**What you will do:**
Render the lines below as a JSON list of strings, with one string per line and no blank lines. Leave the pictures out of your answer.

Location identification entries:
+ + + +
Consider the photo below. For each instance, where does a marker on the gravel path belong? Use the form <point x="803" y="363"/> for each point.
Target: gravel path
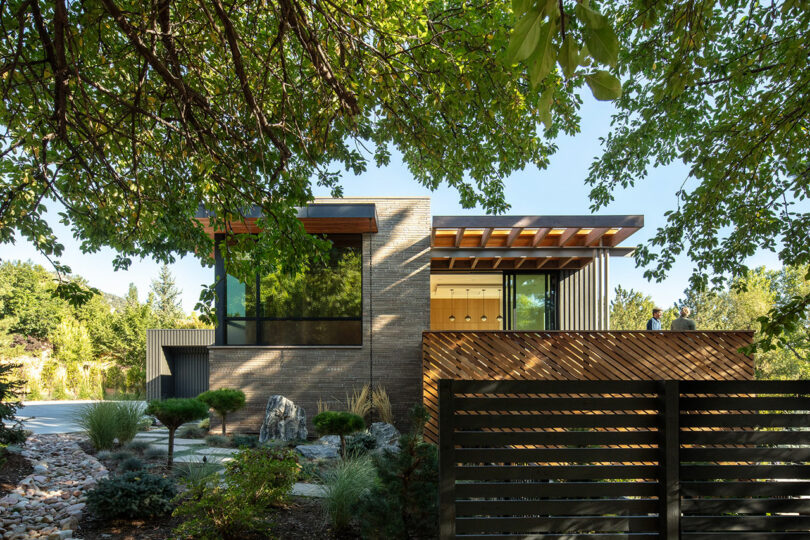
<point x="49" y="502"/>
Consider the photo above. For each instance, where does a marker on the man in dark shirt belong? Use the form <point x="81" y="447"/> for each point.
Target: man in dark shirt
<point x="683" y="322"/>
<point x="655" y="322"/>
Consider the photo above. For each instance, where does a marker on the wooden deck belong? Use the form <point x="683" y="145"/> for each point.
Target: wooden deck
<point x="560" y="355"/>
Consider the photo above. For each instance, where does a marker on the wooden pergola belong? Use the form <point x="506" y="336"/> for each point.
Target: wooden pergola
<point x="486" y="243"/>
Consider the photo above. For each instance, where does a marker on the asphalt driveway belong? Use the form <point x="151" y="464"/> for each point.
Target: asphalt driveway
<point x="45" y="417"/>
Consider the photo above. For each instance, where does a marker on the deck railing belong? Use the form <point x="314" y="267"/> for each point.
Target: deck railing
<point x="592" y="355"/>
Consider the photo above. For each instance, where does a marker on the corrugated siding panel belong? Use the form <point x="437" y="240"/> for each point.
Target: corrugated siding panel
<point x="159" y="377"/>
<point x="583" y="296"/>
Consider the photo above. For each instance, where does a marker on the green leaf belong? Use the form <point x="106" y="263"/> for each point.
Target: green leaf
<point x="525" y="37"/>
<point x="592" y="19"/>
<point x="542" y="60"/>
<point x="603" y="45"/>
<point x="568" y="56"/>
<point x="604" y="86"/>
<point x="544" y="106"/>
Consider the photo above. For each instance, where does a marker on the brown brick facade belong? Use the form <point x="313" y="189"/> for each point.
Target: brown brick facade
<point x="396" y="309"/>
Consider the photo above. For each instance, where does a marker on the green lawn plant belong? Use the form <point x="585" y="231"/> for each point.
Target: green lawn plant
<point x="175" y="412"/>
<point x="405" y="504"/>
<point x="345" y="484"/>
<point x="237" y="507"/>
<point x="11" y="431"/>
<point x="133" y="495"/>
<point x="340" y="423"/>
<point x="224" y="401"/>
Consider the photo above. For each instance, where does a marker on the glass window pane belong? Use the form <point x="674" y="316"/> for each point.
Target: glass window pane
<point x="241" y="298"/>
<point x="312" y="333"/>
<point x="531" y="297"/>
<point x="332" y="290"/>
<point x="241" y="333"/>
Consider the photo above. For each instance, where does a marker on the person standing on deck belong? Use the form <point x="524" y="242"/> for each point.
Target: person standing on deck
<point x="655" y="322"/>
<point x="683" y="322"/>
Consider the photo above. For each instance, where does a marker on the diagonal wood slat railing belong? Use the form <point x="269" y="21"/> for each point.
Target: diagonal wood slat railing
<point x="592" y="355"/>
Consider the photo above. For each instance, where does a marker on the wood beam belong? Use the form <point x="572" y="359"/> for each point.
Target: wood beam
<point x="540" y="235"/>
<point x="593" y="237"/>
<point x="513" y="234"/>
<point x="459" y="236"/>
<point x="485" y="236"/>
<point x="566" y="236"/>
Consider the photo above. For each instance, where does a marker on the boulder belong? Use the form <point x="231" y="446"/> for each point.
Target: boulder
<point x="386" y="435"/>
<point x="283" y="420"/>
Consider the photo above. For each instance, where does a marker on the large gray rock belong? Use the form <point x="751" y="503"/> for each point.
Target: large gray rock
<point x="283" y="420"/>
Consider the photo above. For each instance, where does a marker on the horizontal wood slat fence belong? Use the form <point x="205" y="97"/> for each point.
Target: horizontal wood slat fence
<point x="594" y="355"/>
<point x="624" y="459"/>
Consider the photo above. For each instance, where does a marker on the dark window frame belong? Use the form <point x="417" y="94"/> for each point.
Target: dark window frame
<point x="221" y="335"/>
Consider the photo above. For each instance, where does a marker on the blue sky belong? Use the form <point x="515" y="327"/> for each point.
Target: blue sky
<point x="560" y="189"/>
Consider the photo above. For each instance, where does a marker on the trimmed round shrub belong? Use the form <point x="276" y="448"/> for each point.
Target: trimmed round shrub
<point x="175" y="412"/>
<point x="132" y="495"/>
<point x="223" y="401"/>
<point x="132" y="464"/>
<point x="340" y="423"/>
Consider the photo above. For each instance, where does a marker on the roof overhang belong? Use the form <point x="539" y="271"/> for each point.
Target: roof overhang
<point x="317" y="218"/>
<point x="480" y="243"/>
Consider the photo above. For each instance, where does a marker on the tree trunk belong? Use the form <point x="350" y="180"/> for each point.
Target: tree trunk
<point x="170" y="461"/>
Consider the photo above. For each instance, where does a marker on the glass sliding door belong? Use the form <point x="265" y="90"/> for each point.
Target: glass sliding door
<point x="530" y="301"/>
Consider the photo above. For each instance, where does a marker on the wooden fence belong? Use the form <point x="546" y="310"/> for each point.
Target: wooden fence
<point x="624" y="459"/>
<point x="560" y="355"/>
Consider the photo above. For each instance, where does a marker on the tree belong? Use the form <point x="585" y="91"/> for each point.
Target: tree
<point x="724" y="88"/>
<point x="132" y="114"/>
<point x="175" y="412"/>
<point x="223" y="401"/>
<point x="167" y="302"/>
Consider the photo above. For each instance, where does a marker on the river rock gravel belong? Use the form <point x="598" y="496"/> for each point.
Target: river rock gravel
<point x="49" y="503"/>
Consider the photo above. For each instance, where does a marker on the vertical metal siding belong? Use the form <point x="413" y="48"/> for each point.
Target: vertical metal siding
<point x="159" y="378"/>
<point x="583" y="295"/>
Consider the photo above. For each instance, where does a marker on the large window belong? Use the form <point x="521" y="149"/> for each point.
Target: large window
<point x="319" y="306"/>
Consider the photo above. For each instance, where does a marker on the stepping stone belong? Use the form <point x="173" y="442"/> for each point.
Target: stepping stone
<point x="308" y="490"/>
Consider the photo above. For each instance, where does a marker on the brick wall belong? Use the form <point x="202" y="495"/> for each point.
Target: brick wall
<point x="396" y="309"/>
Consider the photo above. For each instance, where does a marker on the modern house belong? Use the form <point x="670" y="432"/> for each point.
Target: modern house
<point x="395" y="274"/>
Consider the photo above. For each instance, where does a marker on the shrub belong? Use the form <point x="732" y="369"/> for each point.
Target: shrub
<point x="360" y="443"/>
<point x="345" y="484"/>
<point x="255" y="480"/>
<point x="243" y="440"/>
<point x="138" y="446"/>
<point x="382" y="404"/>
<point x="224" y="401"/>
<point x="129" y="415"/>
<point x="121" y="455"/>
<point x="154" y="452"/>
<point x="132" y="464"/>
<point x="132" y="495"/>
<point x="219" y="441"/>
<point x="175" y="412"/>
<point x="406" y="502"/>
<point x="191" y="432"/>
<point x="100" y="422"/>
<point x="359" y="402"/>
<point x="11" y="431"/>
<point x="338" y="423"/>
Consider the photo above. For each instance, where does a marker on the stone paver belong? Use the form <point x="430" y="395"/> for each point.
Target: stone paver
<point x="49" y="503"/>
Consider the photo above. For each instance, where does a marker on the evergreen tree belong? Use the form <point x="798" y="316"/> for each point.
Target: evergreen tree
<point x="167" y="298"/>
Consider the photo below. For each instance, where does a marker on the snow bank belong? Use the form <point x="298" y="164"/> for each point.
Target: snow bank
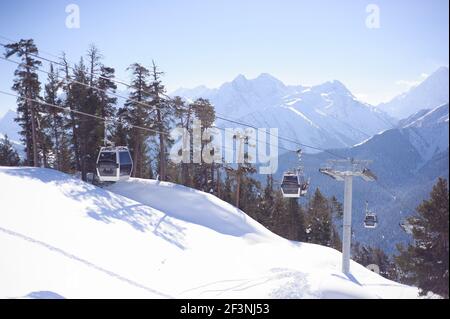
+ + + +
**Task answer:**
[
  "Consider the photo below. For each instance, where does a marker on the gravel path belong? Use the form <point x=\"803\" y=\"363\"/> for each point.",
  "Target: gravel path",
  "<point x=\"49\" y=\"502\"/>",
  "Consider the photo above. For each instance, where does a marker on the man in dark shirt belong? Use the form <point x=\"81\" y=\"447\"/> for each point.",
  "Target: man in dark shirt",
  "<point x=\"683\" y=\"322\"/>",
  "<point x=\"655\" y=\"322\"/>",
  "Consider the photo above. For each instance, where does a marker on the wooden deck belong? Use the form <point x=\"683\" y=\"145\"/> for each point.",
  "Target: wooden deck",
  "<point x=\"560\" y=\"355\"/>",
  "Consider the photo above. For each instance, where does a marker on the wooden pergola belong? Use the form <point x=\"506\" y=\"336\"/> for each point.",
  "Target: wooden pergola",
  "<point x=\"486\" y=\"243\"/>",
  "Consider the photo above. For each instance, where does a marker on the asphalt driveway belong? Use the form <point x=\"151\" y=\"464\"/> for each point.",
  "Target: asphalt driveway",
  "<point x=\"45\" y=\"417\"/>",
  "Consider the photo above. For each instance, where does a marker on the deck railing belong? Use the form <point x=\"314\" y=\"267\"/> for each point.",
  "Target: deck railing",
  "<point x=\"592\" y=\"355\"/>",
  "Consider the photo above. For each instance, where does a marker on the corrugated siding panel belong? Use the form <point x=\"437\" y=\"240\"/> for each point.",
  "Target: corrugated siding panel",
  "<point x=\"159\" y=\"377\"/>",
  "<point x=\"583\" y=\"296\"/>",
  "Consider the photo above. For each instance, where does a marker on the green leaf belong? Use the form <point x=\"106\" y=\"263\"/> for each point.",
  "Target: green leaf",
  "<point x=\"525\" y=\"37\"/>",
  "<point x=\"592\" y=\"19\"/>",
  "<point x=\"542\" y=\"60\"/>",
  "<point x=\"603\" y=\"45\"/>",
  "<point x=\"568\" y=\"56\"/>",
  "<point x=\"604\" y=\"86\"/>",
  "<point x=\"544\" y=\"106\"/>",
  "Consider the photo above. For each instance, where does a marker on the brown brick facade belong? Use the form <point x=\"313\" y=\"189\"/> for each point.",
  "Target: brown brick facade",
  "<point x=\"396\" y=\"309\"/>",
  "Consider the photo above. For each instance, where does a marker on the green lawn plant belong? Use the form <point x=\"585\" y=\"231\"/> for each point.",
  "Target: green lawn plant",
  "<point x=\"175\" y=\"412\"/>",
  "<point x=\"405\" y=\"504\"/>",
  "<point x=\"345\" y=\"484\"/>",
  "<point x=\"237\" y=\"507\"/>",
  "<point x=\"11\" y=\"431\"/>",
  "<point x=\"133\" y=\"495\"/>",
  "<point x=\"340\" y=\"423\"/>",
  "<point x=\"224\" y=\"401\"/>",
  "Consider the photo above. For each instance, where does a marker on the glass window pane belong? Use the form <point x=\"674\" y=\"316\"/> for each point.",
  "Target: glass window pane",
  "<point x=\"241\" y=\"298\"/>",
  "<point x=\"312\" y=\"333\"/>",
  "<point x=\"531\" y=\"297\"/>",
  "<point x=\"332\" y=\"290\"/>",
  "<point x=\"241\" y=\"333\"/>",
  "Consider the photo above. For each instance, where does a marker on the person standing on deck belong? Use the form <point x=\"524\" y=\"242\"/> for each point.",
  "Target: person standing on deck",
  "<point x=\"655\" y=\"322\"/>",
  "<point x=\"683\" y=\"322\"/>",
  "Consider the photo above. For each instance, where does a marker on the diagonal wood slat railing belong? Use the form <point x=\"269\" y=\"21\"/> for each point.",
  "Target: diagonal wood slat railing",
  "<point x=\"592\" y=\"355\"/>",
  "Consider the photo above. For each instance, where does a marker on the wood beam belong? Use the form <point x=\"572\" y=\"359\"/> for each point.",
  "Target: wood beam",
  "<point x=\"540\" y=\"235\"/>",
  "<point x=\"593\" y=\"237\"/>",
  "<point x=\"513\" y=\"234\"/>",
  "<point x=\"459\" y=\"236\"/>",
  "<point x=\"485\" y=\"236\"/>",
  "<point x=\"566\" y=\"236\"/>",
  "Consider the photo above. For each instance, where does a marker on the boulder belong? Use the form <point x=\"231\" y=\"446\"/> for each point.",
  "Target: boulder",
  "<point x=\"386\" y=\"435\"/>",
  "<point x=\"283\" y=\"420\"/>",
  "Consider the photo above. For each instance, where does a marker on the large gray rock belong? Use the form <point x=\"751\" y=\"503\"/> for each point.",
  "Target: large gray rock",
  "<point x=\"283\" y=\"420\"/>",
  "Consider the photo above. For each instance, where does a marker on the horizontal wood slat fence belong? Use the form <point x=\"205\" y=\"97\"/> for each point.",
  "Target: horizontal wood slat fence",
  "<point x=\"594\" y=\"355\"/>",
  "<point x=\"624\" y=\"459\"/>",
  "Consider the photo above. For each instance, where does a marker on the dark window frame belong? Use the form <point x=\"417\" y=\"94\"/> for each point.",
  "Target: dark window frame",
  "<point x=\"221\" y=\"335\"/>",
  "Consider the photo above. For each instance, where does a marker on the blue sky belong? Use the form <point x=\"515\" y=\"327\"/> for each point.",
  "Target: blue sky",
  "<point x=\"560\" y=\"189\"/>",
  "Consider the photo above. For each instance, where does a marker on the trimmed round shrub belong? Use the form <point x=\"276\" y=\"448\"/> for each point.",
  "Target: trimmed round shrub",
  "<point x=\"175\" y=\"412\"/>",
  "<point x=\"132\" y=\"495\"/>",
  "<point x=\"223\" y=\"401\"/>",
  "<point x=\"132\" y=\"464\"/>",
  "<point x=\"340\" y=\"423\"/>",
  "Consider the photo above. For each instance, where does a marker on the roof overhang belong? Use the form <point x=\"539\" y=\"271\"/> for each point.",
  "Target: roof overhang",
  "<point x=\"317\" y=\"218\"/>",
  "<point x=\"480\" y=\"243\"/>",
  "Consider the photo above. For each instance, where does a marker on the tree trunk belong? Use the form <point x=\"350\" y=\"180\"/> for each point.",
  "Target: tree trunk",
  "<point x=\"170\" y=\"461\"/>",
  "Consider the photo above. For each instance, where does a marker on the glass sliding door belong? Use the form <point x=\"265\" y=\"90\"/> for each point.",
  "Target: glass sliding door",
  "<point x=\"530\" y=\"301\"/>",
  "Consider the photo above. For each instance, where does a marker on the wooden fence belong? Use the form <point x=\"546\" y=\"310\"/> for each point.",
  "Target: wooden fence",
  "<point x=\"624\" y=\"459\"/>",
  "<point x=\"560\" y=\"355\"/>",
  "Consider the photo above. For each instance, where does a marker on the tree belong? Use the form <point x=\"585\" y=\"91\"/> for each point.",
  "Target: tree",
  "<point x=\"724\" y=\"88\"/>",
  "<point x=\"132\" y=\"114\"/>",
  "<point x=\"175\" y=\"412\"/>",
  "<point x=\"223\" y=\"401\"/>",
  "<point x=\"167\" y=\"302\"/>",
  "Consider the photo above. For each instance, where does a marker on the river rock gravel belong? Use the form <point x=\"598\" y=\"496\"/> for each point.",
  "Target: river rock gravel",
  "<point x=\"49\" y=\"503\"/>",
  "Consider the photo above. For each instance, where does a marker on the vertical metal siding belong? Use the form <point x=\"413\" y=\"48\"/> for each point.",
  "Target: vertical metal siding",
  "<point x=\"159\" y=\"378\"/>",
  "<point x=\"583\" y=\"295\"/>",
  "Consider the photo above. For each instance, where does a marker on the large window belong? Use the form <point x=\"521\" y=\"149\"/> for each point.",
  "Target: large window",
  "<point x=\"319\" y=\"306\"/>",
  "Consider the photo above. For each instance, where does a marker on the stepping stone belong? Use the form <point x=\"173\" y=\"442\"/> for each point.",
  "Target: stepping stone",
  "<point x=\"308\" y=\"490\"/>",
  "Consider the photo above. For each instance, where does a marker on the brick wall belong? Use the form <point x=\"202\" y=\"495\"/> for each point.",
  "Target: brick wall",
  "<point x=\"396\" y=\"309\"/>",
  "Consider the photo above. For each instance, where does a marker on the modern house belong? Use the form <point x=\"670\" y=\"432\"/> for each point.",
  "Target: modern house",
  "<point x=\"395\" y=\"274\"/>",
  "Consider the photo above. For each instance, where does a marker on the shrub belong? Use the form <point x=\"732\" y=\"369\"/> for each point.",
  "Target: shrub",
  "<point x=\"360\" y=\"443\"/>",
  "<point x=\"345\" y=\"484\"/>",
  "<point x=\"255\" y=\"480\"/>",
  "<point x=\"243\" y=\"440\"/>",
  "<point x=\"138\" y=\"446\"/>",
  "<point x=\"382\" y=\"404\"/>",
  "<point x=\"224\" y=\"401\"/>",
  "<point x=\"129\" y=\"415\"/>",
  "<point x=\"121\" y=\"455\"/>",
  "<point x=\"154\" y=\"452\"/>",
  "<point x=\"132\" y=\"464\"/>",
  "<point x=\"132\" y=\"495\"/>",
  "<point x=\"219\" y=\"441\"/>",
  "<point x=\"175\" y=\"412\"/>",
  "<point x=\"406\" y=\"502\"/>",
  "<point x=\"191\" y=\"432\"/>",
  "<point x=\"100\" y=\"422\"/>",
  "<point x=\"359\" y=\"402\"/>",
  "<point x=\"11\" y=\"431\"/>",
  "<point x=\"338\" y=\"423\"/>",
  "Consider the photo above. For each instance, where does a marker on the stone paver belong? Use the form <point x=\"430\" y=\"395\"/> for each point.",
  "Target: stone paver",
  "<point x=\"49\" y=\"503\"/>",
  "Consider the photo above. For each instance, where does a marker on the evergreen tree belong? Use the form <point x=\"798\" y=\"316\"/> for each point.",
  "Target: evergreen tree",
  "<point x=\"167\" y=\"298\"/>",
  "Consider the photo below. For each instance, where does a marker on the snow bank belong? Use the form <point x=\"298\" y=\"164\"/> for each point.",
  "Target: snow bank"
]